• **What is expected**:
Starting from the first line below, copy the whole listing exactly.

____________

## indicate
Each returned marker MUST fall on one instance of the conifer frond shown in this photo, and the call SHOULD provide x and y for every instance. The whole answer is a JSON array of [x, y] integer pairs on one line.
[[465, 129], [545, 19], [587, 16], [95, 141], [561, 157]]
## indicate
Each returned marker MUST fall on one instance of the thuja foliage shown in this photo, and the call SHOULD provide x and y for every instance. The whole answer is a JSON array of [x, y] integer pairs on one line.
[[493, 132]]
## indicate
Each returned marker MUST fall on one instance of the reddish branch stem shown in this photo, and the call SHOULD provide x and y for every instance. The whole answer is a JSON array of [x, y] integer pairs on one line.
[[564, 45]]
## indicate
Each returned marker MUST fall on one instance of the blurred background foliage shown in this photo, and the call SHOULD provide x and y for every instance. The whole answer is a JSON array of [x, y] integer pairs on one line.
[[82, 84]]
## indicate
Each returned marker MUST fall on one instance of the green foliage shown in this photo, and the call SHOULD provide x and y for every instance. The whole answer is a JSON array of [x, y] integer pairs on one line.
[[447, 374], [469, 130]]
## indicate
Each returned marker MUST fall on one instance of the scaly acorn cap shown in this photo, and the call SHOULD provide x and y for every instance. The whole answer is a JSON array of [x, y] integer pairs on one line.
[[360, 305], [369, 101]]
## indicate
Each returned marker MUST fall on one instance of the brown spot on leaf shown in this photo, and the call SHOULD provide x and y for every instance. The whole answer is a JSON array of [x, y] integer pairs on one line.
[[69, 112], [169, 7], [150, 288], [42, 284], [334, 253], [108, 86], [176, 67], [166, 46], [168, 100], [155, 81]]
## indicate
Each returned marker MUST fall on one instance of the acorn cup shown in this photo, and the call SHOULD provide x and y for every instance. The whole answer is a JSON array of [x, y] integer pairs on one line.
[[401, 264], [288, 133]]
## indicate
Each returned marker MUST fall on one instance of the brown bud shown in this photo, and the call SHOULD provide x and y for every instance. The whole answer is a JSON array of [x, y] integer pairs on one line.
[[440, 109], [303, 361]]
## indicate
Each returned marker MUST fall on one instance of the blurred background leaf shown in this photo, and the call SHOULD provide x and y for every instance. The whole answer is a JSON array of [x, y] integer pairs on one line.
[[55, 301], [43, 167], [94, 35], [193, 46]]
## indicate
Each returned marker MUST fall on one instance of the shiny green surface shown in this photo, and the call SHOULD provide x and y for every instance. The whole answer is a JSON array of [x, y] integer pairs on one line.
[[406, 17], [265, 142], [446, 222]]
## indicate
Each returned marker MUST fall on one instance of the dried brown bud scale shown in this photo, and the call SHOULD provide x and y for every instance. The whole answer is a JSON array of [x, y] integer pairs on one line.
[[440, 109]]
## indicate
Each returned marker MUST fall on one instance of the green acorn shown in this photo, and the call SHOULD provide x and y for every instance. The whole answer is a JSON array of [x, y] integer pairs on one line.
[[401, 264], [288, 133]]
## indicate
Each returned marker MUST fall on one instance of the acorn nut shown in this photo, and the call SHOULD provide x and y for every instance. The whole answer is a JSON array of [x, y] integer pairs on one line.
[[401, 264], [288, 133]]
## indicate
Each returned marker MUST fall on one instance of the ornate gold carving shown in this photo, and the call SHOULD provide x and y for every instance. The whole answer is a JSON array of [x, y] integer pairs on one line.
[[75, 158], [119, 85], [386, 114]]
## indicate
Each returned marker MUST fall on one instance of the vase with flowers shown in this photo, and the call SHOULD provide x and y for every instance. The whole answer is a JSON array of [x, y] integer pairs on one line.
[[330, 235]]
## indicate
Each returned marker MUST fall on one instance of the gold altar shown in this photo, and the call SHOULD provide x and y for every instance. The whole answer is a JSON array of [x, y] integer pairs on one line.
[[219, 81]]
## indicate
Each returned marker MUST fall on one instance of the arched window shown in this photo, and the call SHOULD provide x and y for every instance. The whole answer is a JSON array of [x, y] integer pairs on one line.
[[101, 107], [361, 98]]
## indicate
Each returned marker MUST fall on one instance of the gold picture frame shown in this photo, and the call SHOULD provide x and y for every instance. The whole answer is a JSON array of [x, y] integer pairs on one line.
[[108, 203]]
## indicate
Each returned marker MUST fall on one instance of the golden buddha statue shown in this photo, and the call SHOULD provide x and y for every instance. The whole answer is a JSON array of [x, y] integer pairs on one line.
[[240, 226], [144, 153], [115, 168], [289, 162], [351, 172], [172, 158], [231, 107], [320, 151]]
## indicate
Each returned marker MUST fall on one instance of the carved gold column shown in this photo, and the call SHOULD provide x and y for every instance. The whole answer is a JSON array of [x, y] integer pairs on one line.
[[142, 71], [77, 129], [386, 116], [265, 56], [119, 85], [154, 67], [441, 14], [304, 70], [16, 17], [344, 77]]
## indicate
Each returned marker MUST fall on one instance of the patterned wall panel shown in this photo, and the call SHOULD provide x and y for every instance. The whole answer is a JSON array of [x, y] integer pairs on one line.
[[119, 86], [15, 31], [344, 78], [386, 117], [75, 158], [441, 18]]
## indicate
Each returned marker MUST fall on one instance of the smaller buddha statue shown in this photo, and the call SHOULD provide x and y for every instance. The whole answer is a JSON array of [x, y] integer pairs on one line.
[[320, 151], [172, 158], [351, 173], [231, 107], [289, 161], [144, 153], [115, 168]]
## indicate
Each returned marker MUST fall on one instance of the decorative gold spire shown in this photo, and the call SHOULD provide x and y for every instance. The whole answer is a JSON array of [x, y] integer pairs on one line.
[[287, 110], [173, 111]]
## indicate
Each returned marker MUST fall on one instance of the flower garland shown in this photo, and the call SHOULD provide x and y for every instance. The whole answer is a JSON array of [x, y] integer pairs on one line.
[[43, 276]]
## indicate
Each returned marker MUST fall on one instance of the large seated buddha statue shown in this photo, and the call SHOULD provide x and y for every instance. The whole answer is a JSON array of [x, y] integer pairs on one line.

____________

• **Result of this task**:
## indicate
Each returned marker MUST fall on one instance of the conifer frond shown in this photo, and the call SHOULD provide x and y for every instance. The whole answer is a JSON array of [x, y] integer pairs on one line.
[[465, 129], [545, 19], [587, 16], [95, 141], [561, 157]]
## indicate
Each returned marker MUST fall on one instance of the thuja foliage shown in this photo, and the call SHOULD provide x and y for every instance. The whole answer is a JSON array of [x, y] integer pairs on one line.
[[493, 132]]
## indicate
Each returned marker MUST fall on one instance of the reddish branch stem shown in this photo, and the call SHOULD provide x and y for every instance. The whole answer is a JSON array of [x, y] integer pairs on one line.
[[564, 45]]
## indicate
Each returned marker MUST fall on one instance of the blurred background foliage shown in this photo, and the call SHOULD provide x and y for every instance. The whole answer is a JSON array of [x, y] integer pairs on one line.
[[82, 84]]
## indicate
Each returned marker MUST fall on one instance of the green foliage shown in this photo, and the call SHOULD provide x and y for every instance. The whole answer is a JSON array of [x, y] integer pairs on one line.
[[447, 374], [469, 130]]
## indicate
Each returned marker MUST fall on one instance of the scaly acorn cap shown in this photo, and the call SHOULD provide x and y for every instance. The whole answer is a JSON array of [x, y] integer pairs on one line.
[[360, 305], [369, 101]]
## indicate
Each returned marker MUST fall on one instance of the brown spot on leaf shown in this photo, and the call SHOULD provide x and y for every instance. The whole answer is a JSON array of [x, y] integer pairs on one line.
[[69, 112], [169, 7], [150, 288], [42, 284], [334, 253], [108, 86], [176, 67], [166, 46], [168, 100], [155, 81]]
## indicate
Each returned marker MUST fall on one instance of the acorn cup shown in this photo, and the call SHOULD provide x and y for every instance. The whole answer is a JSON array of [x, y] integer pairs on one line.
[[401, 264], [288, 133]]
## indicate
Each returned marker MUST fall on one instance of the brown bud shown in this photo, and the call SHOULD provide x and y for every instance. The whole answer is a JSON array of [x, y] integer pairs on one line.
[[440, 109], [303, 361]]
## indicate
Each returned marker MUST fall on one instance of the blurred background leaf shown in this photo, and the call SHOULD provide x and y for every instance. The whole answer is a JSON array of [x, y] integer pairs on one line.
[[55, 301], [43, 167], [94, 35], [193, 46]]
## indicate
Each returned marker MUST fall on one instance of the shiny green surface shown in this photo, and the call SHOULD provide x and y for every instance. The whole answer is a JSON array of [x, y] integer pairs on one line.
[[406, 17], [265, 142], [446, 222]]
## indicate
Each returned marker MUST fall on one instance of the dried brown bud scale shown in this photo, and the call SHOULD provide x and y for every instance. The whole answer is a JSON array of [x, y] integer pairs on one line.
[[440, 109]]
## indicate
Each returned marker MUST fall on one instance of the green acorn shown in this photo, and the call SHOULD provide x and y for every instance. The whole answer is a JSON array of [x, y] integer pairs on one line.
[[401, 264], [288, 133]]
## indicate
Each returned marker MUST fall on one instance of the acorn nut shown in this photo, and the call SHOULD provide x and y for every instance. The whole answer is a JSON array of [x, y] integer pairs on one line.
[[401, 264], [288, 133]]
## indicate
Each returned marker MUST fall on one instance of the ornate gold carving shown in this photo, and the call SHOULD provide x and y for every instance. The whole answer is a JSON array of [x, y] integer pairs on one line.
[[75, 158], [119, 85], [386, 114]]
## indicate
Each returned marker MUST fall on one instance of the vase with flowers shown in this photo, and the call SHOULD provide x and y for every instance. The whole answer is a JSON array of [x, y] integer pairs on one line.
[[330, 235]]
## indicate
Each returned marker MUST fall on one instance of the gold altar shown in this photo, and the call SHOULD provide x and y for every instance. The whole answer is a JSON array of [x, y] integer pairs on one line.
[[219, 81]]
## indicate
Each returned marker MUST fall on one instance of the arched window shown in this photo, and the call SHOULD provide x and y for every instance. The whole answer is a JSON array of [x, y] integer pairs on one line.
[[101, 107], [361, 98]]
## indicate
Each returned marker MUST fall on one instance of the gold picture frame shown in this photo, and the call SHOULD provide x and y for every instance. The whole answer is a JSON array of [x, y] integer pairs on one line.
[[108, 203]]
## indicate
Each returned marker MUST fall on one instance of the golden buddha statue shown in this photo, and the call SHOULD provide x and y for every instance. The whole answer is a JSON array of [x, y] integer pairs on one line.
[[240, 226], [144, 153], [115, 168], [289, 162], [351, 172], [172, 158], [231, 107], [320, 151]]
## indicate
Each returned marker MUST fall on one instance of the carved gold column shown in this photo, and the call SHOULD provide x and y for every instance. The whole answer is a JSON array of [x, y] integer pairs on one line.
[[142, 71], [77, 129], [386, 116], [265, 56], [119, 85], [154, 67], [441, 14], [304, 70], [16, 17], [344, 77]]
## indicate
Each returned marker MUST fall on one instance of the patterned wall panel shown in this photo, and the call SHOULD provide x and y for every instance. The whole answer is a JSON array of [x, y] integer pairs on one line.
[[119, 86], [15, 31], [344, 78], [386, 117], [75, 158], [441, 18]]
## indicate
Each returned marker MUST fall on one instance of the smaller buddha statue shown in this photo, and the call SHOULD provide x and y for every instance. The whole answer is a JSON array of [x, y] integer pairs on one line.
[[320, 151], [172, 158], [351, 173], [231, 107], [289, 161], [144, 153], [115, 168]]
## indicate
Each returned marker MUST fall on one instance of the decorative gold spire shown in this photo, and the call SHOULD provide x and y for every instance. The whole answer is a JSON array of [x, y] integer pairs on one line.
[[287, 110], [173, 111]]
## indicate
Each returned marker MUST fall on one instance of the flower garland shown in this photo, and the call SHOULD provide x and y for every instance. The whole answer is a JSON array of [x, y] integer pairs on one line.
[[43, 276]]
## indicate
Each returned marker MUST fall on one instance of the large seated buddha statue shown in this photo, and the call SHOULD provide x and y for every instance. The whole answer is a JSON array of [x, y] integer pairs on one line.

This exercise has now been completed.